## Extract to read
** START **

Chapter 12) Uncomfortable fallout
Annamarie Phelps' interview, Josh Apiafi's motivations.
Shortly after the broadcast of The Uncomfortable Race on 25 May 2021 (Chapter 11), BHA chairwoman Annamarie Phelps appeared on Sky Sports Racing to answer questions from Josh Apiafi. Mr Apiafi used his documentary and the first anniversary of George Floyd’s death to frame the interview.
The interview is no longer available on the internet, but I recall that Annamarie Phelps started the interview smiling, seeking a friendly reception, whereas Mr Apiafi was belligerent from the outset; the smile slipped. Josh Apiafi demanded to know why the BHA had not done more to mark the death of George Floyd.
Annamarie Phelps replied:1
“Racing did discuss what we should do in the immediate awful moment a year ago, and it would have been really hypocritical of us I think - at that time - to have said anything enormously public and meaningful about standing alongside our black communities when actually we don't have very much ethnic diversity in the sport, and we had done probably at that time very little to try to be more inclusive. There's a whole raft of things, at all sorts of different levels, which are much more meaningful to those people, I hope, working in our industry than a grandiose statement which we had nothing behind at the time”.
This reply seems intended to outflank Josh Apiafi by being more Josh Apiafi than he was. What Annamarie Phelps should have said was: racecourses are not the place for Mr Apiafi’s BLM activism; no barrier exists to black people going racing; and if Josh Apiafi has evidence of racecourse staff being unwelcoming to black people, he should report it promptly. Had Annamarie Phelps kept to those positions, Mr Apiafi’s attacks would have been nullified.

** END **

Coordinate annotation records
** START **

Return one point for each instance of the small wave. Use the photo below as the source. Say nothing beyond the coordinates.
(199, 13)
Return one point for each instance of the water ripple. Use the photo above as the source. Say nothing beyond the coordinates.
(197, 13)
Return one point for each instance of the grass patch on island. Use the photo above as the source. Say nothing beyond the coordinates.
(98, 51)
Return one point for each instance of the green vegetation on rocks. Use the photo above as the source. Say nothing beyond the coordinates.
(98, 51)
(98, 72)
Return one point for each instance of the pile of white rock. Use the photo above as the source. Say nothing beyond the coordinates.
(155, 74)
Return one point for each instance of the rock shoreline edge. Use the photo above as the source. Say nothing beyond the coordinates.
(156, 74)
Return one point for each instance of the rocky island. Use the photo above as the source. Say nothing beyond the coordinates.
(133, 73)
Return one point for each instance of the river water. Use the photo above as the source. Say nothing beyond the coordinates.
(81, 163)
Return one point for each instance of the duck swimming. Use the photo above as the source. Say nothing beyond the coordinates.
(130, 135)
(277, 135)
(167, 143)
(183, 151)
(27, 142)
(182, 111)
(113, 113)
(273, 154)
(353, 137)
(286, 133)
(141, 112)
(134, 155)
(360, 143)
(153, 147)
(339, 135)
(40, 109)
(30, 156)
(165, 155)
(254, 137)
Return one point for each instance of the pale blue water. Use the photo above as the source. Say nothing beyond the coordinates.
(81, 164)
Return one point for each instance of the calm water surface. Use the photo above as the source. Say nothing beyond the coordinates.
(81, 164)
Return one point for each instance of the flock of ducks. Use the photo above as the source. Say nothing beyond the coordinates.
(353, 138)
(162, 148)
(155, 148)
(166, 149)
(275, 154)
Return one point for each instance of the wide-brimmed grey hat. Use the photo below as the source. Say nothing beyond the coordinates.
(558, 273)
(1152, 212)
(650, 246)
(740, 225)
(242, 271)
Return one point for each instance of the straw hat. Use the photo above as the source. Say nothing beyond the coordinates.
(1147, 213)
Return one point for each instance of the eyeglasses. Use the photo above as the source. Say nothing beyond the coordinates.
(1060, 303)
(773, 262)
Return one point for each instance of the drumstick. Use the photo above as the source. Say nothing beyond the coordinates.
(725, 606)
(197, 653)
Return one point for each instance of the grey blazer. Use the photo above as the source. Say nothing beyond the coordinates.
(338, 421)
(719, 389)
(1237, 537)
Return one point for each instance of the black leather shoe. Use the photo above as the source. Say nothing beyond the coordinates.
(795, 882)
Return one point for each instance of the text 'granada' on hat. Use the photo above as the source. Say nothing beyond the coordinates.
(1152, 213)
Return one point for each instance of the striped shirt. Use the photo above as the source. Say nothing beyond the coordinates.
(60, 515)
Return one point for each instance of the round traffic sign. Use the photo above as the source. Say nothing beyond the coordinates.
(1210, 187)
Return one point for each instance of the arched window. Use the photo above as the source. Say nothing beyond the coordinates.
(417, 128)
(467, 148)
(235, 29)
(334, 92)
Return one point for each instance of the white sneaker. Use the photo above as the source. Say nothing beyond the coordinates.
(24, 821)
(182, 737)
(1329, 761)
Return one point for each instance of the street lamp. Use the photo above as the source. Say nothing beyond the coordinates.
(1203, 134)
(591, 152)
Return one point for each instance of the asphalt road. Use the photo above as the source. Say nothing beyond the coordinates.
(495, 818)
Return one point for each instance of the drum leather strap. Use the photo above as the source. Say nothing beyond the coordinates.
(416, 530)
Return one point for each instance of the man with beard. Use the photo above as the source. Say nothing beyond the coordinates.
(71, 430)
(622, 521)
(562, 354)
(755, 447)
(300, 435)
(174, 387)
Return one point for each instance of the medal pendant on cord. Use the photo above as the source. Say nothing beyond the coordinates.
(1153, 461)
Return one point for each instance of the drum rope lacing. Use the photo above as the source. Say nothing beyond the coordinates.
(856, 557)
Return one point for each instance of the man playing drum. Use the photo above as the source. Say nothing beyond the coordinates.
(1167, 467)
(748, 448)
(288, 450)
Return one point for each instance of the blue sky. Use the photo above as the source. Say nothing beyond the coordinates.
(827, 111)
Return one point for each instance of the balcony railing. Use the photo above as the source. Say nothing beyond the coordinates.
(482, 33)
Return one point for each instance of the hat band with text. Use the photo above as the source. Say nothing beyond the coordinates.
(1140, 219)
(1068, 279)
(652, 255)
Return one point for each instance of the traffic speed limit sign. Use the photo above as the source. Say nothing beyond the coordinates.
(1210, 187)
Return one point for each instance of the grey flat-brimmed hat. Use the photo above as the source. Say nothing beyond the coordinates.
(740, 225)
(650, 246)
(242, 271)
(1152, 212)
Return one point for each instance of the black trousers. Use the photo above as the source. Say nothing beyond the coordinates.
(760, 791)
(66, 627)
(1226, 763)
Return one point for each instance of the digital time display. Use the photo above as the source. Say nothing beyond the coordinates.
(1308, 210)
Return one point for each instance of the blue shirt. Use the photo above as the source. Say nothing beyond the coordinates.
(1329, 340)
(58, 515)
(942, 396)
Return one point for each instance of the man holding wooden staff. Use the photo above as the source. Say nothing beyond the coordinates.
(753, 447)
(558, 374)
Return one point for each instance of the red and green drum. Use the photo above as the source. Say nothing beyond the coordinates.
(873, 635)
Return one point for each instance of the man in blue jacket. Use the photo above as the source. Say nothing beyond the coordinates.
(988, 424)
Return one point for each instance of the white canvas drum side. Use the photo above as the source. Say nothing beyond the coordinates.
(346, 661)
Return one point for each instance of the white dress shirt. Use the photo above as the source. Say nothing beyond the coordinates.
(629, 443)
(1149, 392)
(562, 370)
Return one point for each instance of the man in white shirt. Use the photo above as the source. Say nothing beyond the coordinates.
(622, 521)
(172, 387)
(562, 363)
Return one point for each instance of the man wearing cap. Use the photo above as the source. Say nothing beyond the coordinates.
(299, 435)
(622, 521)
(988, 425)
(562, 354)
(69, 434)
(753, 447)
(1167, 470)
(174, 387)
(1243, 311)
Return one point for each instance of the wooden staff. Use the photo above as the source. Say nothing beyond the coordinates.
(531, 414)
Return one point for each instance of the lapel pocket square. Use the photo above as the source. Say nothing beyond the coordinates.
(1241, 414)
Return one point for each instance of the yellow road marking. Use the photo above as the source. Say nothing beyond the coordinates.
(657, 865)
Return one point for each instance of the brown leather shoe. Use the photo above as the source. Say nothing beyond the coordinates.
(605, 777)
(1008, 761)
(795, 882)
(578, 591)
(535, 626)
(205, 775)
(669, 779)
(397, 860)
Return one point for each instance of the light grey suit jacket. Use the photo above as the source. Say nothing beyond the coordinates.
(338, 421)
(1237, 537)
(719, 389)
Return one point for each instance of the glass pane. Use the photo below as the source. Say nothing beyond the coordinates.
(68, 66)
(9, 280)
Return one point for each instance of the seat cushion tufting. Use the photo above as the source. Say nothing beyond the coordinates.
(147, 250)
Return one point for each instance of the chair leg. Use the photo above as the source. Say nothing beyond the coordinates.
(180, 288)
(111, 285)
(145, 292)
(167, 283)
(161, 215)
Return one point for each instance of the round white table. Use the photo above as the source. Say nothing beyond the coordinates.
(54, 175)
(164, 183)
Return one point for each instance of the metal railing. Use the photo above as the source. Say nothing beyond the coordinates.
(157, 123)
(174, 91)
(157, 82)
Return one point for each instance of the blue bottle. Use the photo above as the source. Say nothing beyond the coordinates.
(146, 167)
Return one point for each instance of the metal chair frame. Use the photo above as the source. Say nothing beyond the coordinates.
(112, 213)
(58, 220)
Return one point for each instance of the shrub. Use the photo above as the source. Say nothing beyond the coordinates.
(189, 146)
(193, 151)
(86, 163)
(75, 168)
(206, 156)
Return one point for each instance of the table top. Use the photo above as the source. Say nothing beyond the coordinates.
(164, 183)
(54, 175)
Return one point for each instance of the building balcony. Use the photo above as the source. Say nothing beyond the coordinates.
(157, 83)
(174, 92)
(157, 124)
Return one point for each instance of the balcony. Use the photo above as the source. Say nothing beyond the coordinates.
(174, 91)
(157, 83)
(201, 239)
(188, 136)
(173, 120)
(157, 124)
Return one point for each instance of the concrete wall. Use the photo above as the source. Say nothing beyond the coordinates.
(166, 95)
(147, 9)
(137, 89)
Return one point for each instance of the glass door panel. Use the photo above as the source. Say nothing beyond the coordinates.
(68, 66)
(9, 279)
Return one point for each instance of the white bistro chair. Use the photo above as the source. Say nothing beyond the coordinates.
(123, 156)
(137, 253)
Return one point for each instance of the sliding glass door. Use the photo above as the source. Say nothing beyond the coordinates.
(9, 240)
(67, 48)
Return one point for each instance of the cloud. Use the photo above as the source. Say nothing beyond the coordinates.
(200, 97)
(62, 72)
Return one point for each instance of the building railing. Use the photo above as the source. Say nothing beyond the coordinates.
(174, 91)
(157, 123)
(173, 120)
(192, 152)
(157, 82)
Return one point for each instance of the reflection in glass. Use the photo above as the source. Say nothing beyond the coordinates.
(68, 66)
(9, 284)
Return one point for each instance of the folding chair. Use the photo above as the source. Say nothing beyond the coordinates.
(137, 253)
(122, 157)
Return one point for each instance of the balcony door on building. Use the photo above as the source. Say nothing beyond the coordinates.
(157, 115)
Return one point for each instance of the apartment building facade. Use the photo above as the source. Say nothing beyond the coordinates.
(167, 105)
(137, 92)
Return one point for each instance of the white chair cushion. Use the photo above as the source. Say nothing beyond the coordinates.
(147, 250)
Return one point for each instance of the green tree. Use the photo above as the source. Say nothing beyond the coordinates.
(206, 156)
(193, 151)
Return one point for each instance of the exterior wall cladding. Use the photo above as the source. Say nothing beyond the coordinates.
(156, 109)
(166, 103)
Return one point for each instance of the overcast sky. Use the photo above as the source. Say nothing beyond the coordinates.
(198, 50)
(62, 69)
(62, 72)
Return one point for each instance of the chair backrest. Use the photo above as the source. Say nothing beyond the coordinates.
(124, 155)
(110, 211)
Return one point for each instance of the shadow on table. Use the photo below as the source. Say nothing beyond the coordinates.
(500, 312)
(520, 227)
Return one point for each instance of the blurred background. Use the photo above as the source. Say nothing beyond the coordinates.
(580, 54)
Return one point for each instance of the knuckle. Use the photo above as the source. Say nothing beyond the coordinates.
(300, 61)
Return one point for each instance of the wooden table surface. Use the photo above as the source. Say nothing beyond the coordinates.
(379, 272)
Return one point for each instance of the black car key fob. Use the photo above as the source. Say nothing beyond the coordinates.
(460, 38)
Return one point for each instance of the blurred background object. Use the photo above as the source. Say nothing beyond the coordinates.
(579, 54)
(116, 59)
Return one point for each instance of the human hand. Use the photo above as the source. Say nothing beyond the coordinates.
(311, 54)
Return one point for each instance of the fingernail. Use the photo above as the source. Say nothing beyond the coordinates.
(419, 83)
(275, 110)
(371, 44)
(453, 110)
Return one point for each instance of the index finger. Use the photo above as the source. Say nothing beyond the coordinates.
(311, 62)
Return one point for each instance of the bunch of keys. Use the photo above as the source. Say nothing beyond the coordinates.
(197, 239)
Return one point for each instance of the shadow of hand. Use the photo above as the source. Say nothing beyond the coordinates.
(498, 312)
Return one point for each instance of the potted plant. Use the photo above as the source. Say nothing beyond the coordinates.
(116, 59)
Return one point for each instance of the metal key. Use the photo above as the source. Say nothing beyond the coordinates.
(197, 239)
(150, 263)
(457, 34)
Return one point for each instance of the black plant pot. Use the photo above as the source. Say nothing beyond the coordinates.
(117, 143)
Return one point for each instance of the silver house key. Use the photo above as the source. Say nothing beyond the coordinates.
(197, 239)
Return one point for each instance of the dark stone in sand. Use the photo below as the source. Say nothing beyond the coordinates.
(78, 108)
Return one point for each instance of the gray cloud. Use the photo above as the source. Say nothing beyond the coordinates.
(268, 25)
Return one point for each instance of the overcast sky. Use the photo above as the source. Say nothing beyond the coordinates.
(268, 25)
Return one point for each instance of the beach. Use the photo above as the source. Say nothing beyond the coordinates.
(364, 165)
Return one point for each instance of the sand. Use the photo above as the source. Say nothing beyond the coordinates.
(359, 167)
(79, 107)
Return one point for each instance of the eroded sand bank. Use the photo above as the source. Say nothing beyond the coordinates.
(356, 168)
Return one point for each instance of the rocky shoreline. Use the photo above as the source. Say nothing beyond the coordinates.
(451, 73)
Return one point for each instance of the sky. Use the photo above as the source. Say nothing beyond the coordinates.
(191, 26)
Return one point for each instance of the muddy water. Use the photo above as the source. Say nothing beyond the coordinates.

** END **

## Required task 1
Condense the paragraph beginning "Shortly after the broadcast" from the chapter on the Sky Sports Racing interview, keeping its main facts.
## Required task 2
Reproduce word for word the portion of the chapter on the Sky Sports Racing interview that starts with the words containing "The interview is" and ends with "of George Floyd.".
## Required task 3
Carry on the chapter on the Sky Sports Racing interview from the point where it stops.

## Reply 1
Soon after The Uncomfortable Race aired on 25 May 2021, BHA chairwoman Annamarie Phelps went on Sky Sports Racing to take questions from Josh Apiafi. He framed the interview around his documentary and the first anniversary of George Floyd's death.

## Reply 2
The interview is no longer available on the internet, but I recall that Annamarie Phelps started the interview smiling, seeking a friendly reception, whereas Mr Apiafi was belligerent from the outset; the smile slipped. Josh Apiafi demanded to know why the BHA had not done more to mark the death of George Floyd.

## Reply 3
Why did Annamarie Phelps, and by extension the BHA, end up in the position it did? By anticipating claims of ‘racism’ on account of horseracing’s ‘white’ demographics, they attempted to ward them off by making floating admissions. For example, on 14 June 2020, Annamarie Phelps said:
“In the light of the tragic killing of George Floyd and the discussions that have been ongoing about white privilege across our society, it is right that we acknowledge we haven’t prioritised tackling racism or diversity in racing as a sport, or at the BHA, as we should have”.
In so doing, the BHA created precisely the effect it was seeking to avert, because hostile activists were then free to refer to “problems” that were “admitted”. For example, Josh Apiafi said in a television interview on Sky Sports, 25 May 2022:2
“It’s been slow Hayley, but I think you have to, first of all, realise there is a problem, and unfortunately racing was a little slow out of the blocks ... once they admitted there was a - there is a - a problem that needed addressing, they then put various different factors in place”.
What must viewers have thought - that black people had been denied entry to the racecourses, that they were expected to use segregated facilities? It didn’t occur to interviewer Hayley McQueen to ask! Only by working backwards can one discover that BHA admissions were floating admissions to floating accusations, and that the supposed “problem” didn’t exist.
The racing media’s lack of scrutiny
A recurring feature of racing television interviews was that presenters, there to talk about sport, had no skills with which to critically question diversity activists. But it was also the case that broadcasters such as Sky Sports Racing shared their opinions; for example, Hayley McQueen introduced the above interview by saying:
“It is two years on from the murder of George Floyd, an event that sparked the global conversation about diversity and led to most sporting organisations promising change. Today we’re looking at whether the promises are being kept. I’m joined on set by Josh Apiafi ...”
Sky Sports presented diversity as “global conversation” rather than, say, a cultural or ideological coup in white-western countries, with the rest of the globe looking on in incredulity.
Josh Apiafi later described Sky Sports as “huge backers” of diversity, giving him a “public voice to create change”.3 Sky Sports had its own diversity committee, of which Josh Apiafi was a member, and produced Mr Apiafi’s diversity TV programmes, such as The Uncomfortable Race. In common with the Racing Post (Chapter 8), Sky Sports had rendered itself incapable of objective or balanced reporting on diversity-related matters.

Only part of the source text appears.